→ **ARTICLE**
<<<<

# For the butterfly betta lovers!



## puppyrjjkm (Aug 2, 2009)

So today is my birthday so we went to petsmart to get 3 ADF's for my bare bottom 5 gallon. So I looked at the bettas and found this cutie. A butterfly spade tail it looks to me. But the thing is it was marked as a female but sure does look like a male to me! What do you guys think? I don't see the white spot that is on females, and he's pretty big. He's a bit bloated so I think I'll fast him a bit. He also needs a name! :-D


----------



## TigerLily (Sep 17, 2009)

First of all, let me say: I love your tank. It has a very unique look, but I like it. 

Congratulations on your new fish, what a cutie! The first name that popped into my head when I looked at him was Ramsey.


----------



## beat2020 (Dec 31, 2009)

Nice Betta
It does look like a female though...


----------



## truthequalslies (Jan 21, 2010)

looks alot like my female thisbe except for the coloring and the back fin is a little more oblong


----------



## Kitch3ntools (Jan 17, 2010)

very cute


----------



## BettaxFishxCrazy (Sep 5, 2009)

She/he is very cute! I think it's a female, but she has pretty long fins...


----------



## dramaqueen (Jul 7, 2008)

It may just be a young male.


----------



## DragonFish (Mar 31, 2009)

Looks like a young male to me, the ventrals seem a little long for a female 

Though, whichever, it is he/she is gorgeous!! <333 VT butterflies are a weakness of mine, I absolutely LOVE them!!


----------



## AlexXx (Aug 23, 2009)

If there is no ovispore on her bottom side its probably a male. Looks like a female though! Cute fishy though


----------



## nochoramet (Oct 2, 2009)

Very cute fishy!

>>>>

→ **EXERCISE TASKS**
• 1. Answer from the betta thread:
(a) How many ADFs did the first poster go to buy, and for what tank?
(b) What name did TigerLily suggest for the fish?
(c) According to DragonFish, what makes the fish look like a young male?
• 2. Carry on the forum thread about the butterfly betta past its last post.
The records aren't needed for this work.

→ **MATERIAL PROVIDED**
<<<<

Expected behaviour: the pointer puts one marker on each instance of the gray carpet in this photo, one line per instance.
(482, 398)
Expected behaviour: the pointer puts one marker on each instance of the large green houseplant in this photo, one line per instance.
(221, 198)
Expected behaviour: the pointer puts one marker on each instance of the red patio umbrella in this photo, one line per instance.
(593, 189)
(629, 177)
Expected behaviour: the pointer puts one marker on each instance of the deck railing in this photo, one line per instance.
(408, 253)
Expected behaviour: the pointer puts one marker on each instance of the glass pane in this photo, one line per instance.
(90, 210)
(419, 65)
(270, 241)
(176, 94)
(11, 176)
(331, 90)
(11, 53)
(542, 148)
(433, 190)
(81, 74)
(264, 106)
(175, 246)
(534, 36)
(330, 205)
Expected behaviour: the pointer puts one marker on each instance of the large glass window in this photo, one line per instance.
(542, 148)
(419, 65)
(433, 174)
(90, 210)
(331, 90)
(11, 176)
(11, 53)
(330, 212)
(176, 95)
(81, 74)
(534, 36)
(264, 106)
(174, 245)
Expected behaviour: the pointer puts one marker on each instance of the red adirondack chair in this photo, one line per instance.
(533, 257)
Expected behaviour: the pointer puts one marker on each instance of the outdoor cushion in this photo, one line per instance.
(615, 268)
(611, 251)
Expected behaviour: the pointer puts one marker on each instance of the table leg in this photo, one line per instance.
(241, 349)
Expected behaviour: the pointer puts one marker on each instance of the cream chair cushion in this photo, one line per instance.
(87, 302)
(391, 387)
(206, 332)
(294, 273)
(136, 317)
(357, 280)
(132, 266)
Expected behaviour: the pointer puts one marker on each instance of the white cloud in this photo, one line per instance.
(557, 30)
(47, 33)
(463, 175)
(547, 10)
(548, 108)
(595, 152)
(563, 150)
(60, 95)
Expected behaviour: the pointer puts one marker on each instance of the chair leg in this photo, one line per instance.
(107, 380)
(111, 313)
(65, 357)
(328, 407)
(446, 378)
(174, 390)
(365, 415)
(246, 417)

>>>>

→ **RESPONSES**
• 1.
(a) Three ADFs, for a bare bottom 5 gallon tank.
(b) Ramsey.
(c) The ventrals seem a little long for a female.

• 2.
----------



## puppyrjjkm (Aug 2, 2009)

Thanks everyone!  He/she was flaring at the girls near it's cup. And I haven't seen the white spot so I'm still assuming male. I'll be looking forward to watching him grow up  Any name suggestions?


----------



## TigerLily (Sep 17, 2009)

I still like the name Ramsey, assuming it's a "he". If not, I'd probably go with Sundae, because the colors make me think of berries and cream.


----------



## dramaqueen (Jul 7, 2008)

How about Berry?


----------



## puppyrjjkm (Aug 2, 2009)

Hmmm could he be a plakat? I'm just thinking if he is young he's HUGE. haha he's far bigger than my girls and a few of my boys... Good name suggestions. I still haven't found the right one. I really wanted to name a betta Lucian, but he doesn't really look like one...haha


----------



## veganchick (Jan 10, 2009)

He is very pretty! (or i think its a he, very short fins though...?) I love the tank set up, too!


----------



## Jupiter (Aug 30, 2009)

Idk, looks like a male to me. He's very cute! 

And your tank is really cool! Sort of reminds me of an ocean floor.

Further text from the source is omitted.